- [Goal]: Could you revise the In Our Wake article between "In Our Wake is" and "Buy edition of Long Live.", inclusive, so that "singer" takes the place of "vocalist"?

- [Reading passage]:
☆ ☆ ☆
Studio album by Atreyu
- Released: October 12, 2018
- Genres: Alternative metal; melodic metalcore;
- Length: 44:19
- Label: Spinefarm
- Producer: John Feldmann

Atreyu chronology
| Long Live (2015) | In Our Wake (2018) | Baptize (2021) |

Singles from In Our Wake
- "In Our Wake" Released: August 17, 2018; "The Time Is Now" Released: September 12, 2018; "House of Gold" Released: April 4, 2019;

= In Our Wake =

In Our Wake is the seventh studio album by American metalcore band Atreyu. It was released on October 12, 2018, through Spinefarm. It is the final album to feature vocalist and founding member Alex Varkatzas before his departure from the band in September 2020.

==Track listing==

- "So Others May Live" and "Stronger Than Me" are from the Target edition of Long Live.

- "When the Day Is Done" is from the Best Buy edition of Long Live.

- According to a studio video from Atreyu's YouTube page, "Into the Open" was originally going to be titled "Out in the Open".

| No. | Title | Writer(s) | Length |
|---|---|---|---|
| 1. | "In Our Wake" |  | 3:13 |
| 2. | "House of Gold" |  | 3:58 |
| 3. | "The Time Is Now" |  | 3:19 |
| 4. | "Nothing Will Ever Change" |  | 3:55 |
| 5. | "Blind, Deaf, and Dumb" |  | 3:08 |
| 6. | "Terrified" |  | 4:09 |
| 7. | "Safety Pin" |  | 3:09 |
| 8. | "Into the Open" |  | 3:58 |
| 9. | "Paper Castle" |  | 3:01 |
| 10. | "No Control" |  | 3:38 |
| 11. | "Anger Left Behind" |  | 3:23 |
| 12. | "Super Hero" (featuring Aaron Gillespie and M. Shadows) | Atreyu; Feldmann; Matt Sanders; Aaron Gillespie; | 6:25 |
| Total length: |  |  | 44:19 |

Target edition
| No. | Title | Length |
|---|---|---|
| 13. | "Generation" | 2:28 |
| 14. | "Straight to Hell" | 3:52 |
| Total length: |  | 51:30 |

Deluxe edition
| No. | Title | Writer(s) | Length |
|---|---|---|---|
| 13. | "In Our Wake" (acoustic) |  | 3:50 |
| 14. | "The Time Is Now" (alternate) |  | 3:36 |
| 15. | "Generation" |  | 2:26 |
| 16. | "Straight to Hell" |  | 3:50 |
| 17. | "So Others May Live" | Atreyu | 4:20 |
| 18. | "Stronger Than Me" | Atreyu | 3:13 |
| 19. | "When the Day Is Done" | Atreyu | 4:23 |
| Total length: |  |  | 69:57 |

==Personnel==
Credits adapted from Tidal.
☆ ☆ ☆
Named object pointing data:
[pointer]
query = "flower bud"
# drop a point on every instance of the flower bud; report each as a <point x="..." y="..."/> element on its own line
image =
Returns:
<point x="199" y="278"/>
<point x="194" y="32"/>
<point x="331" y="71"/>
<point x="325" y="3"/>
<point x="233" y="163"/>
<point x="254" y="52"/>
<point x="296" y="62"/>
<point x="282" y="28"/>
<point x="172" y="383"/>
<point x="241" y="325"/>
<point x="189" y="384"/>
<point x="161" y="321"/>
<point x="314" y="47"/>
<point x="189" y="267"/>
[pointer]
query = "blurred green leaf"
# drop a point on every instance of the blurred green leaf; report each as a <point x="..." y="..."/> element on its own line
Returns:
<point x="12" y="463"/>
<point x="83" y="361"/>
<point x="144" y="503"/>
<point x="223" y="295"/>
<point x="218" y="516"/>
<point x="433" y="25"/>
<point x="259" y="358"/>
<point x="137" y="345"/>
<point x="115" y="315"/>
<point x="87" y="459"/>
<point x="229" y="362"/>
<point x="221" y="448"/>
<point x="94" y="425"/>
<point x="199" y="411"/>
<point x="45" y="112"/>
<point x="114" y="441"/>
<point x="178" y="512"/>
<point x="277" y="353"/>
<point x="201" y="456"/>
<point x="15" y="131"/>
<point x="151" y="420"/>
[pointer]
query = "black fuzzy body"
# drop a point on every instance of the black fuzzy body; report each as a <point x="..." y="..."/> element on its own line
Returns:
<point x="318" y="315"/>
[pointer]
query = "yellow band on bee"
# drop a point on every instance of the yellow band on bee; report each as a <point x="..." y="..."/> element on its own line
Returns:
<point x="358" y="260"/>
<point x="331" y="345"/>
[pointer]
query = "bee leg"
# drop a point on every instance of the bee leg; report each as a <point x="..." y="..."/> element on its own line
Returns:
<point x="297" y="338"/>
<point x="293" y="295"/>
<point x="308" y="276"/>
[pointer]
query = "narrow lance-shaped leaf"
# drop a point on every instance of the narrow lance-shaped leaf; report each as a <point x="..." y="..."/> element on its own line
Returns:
☆ ☆ ☆
- [Answer for this exercise]:
In Our Wake is the seventh studio album by American metalcore band Atreyu. It was released on October 12, 2018, through Spinefarm. It is the final album to feature singer and founding member Alex Varkatzas before his departure from the band in September 2020.

==Track listing==

- "So Others May Live" and "Stronger Than Me" are from the Target edition of Long Live.

- "When the Day Is Done" is from the Best Buy edition of Long Live.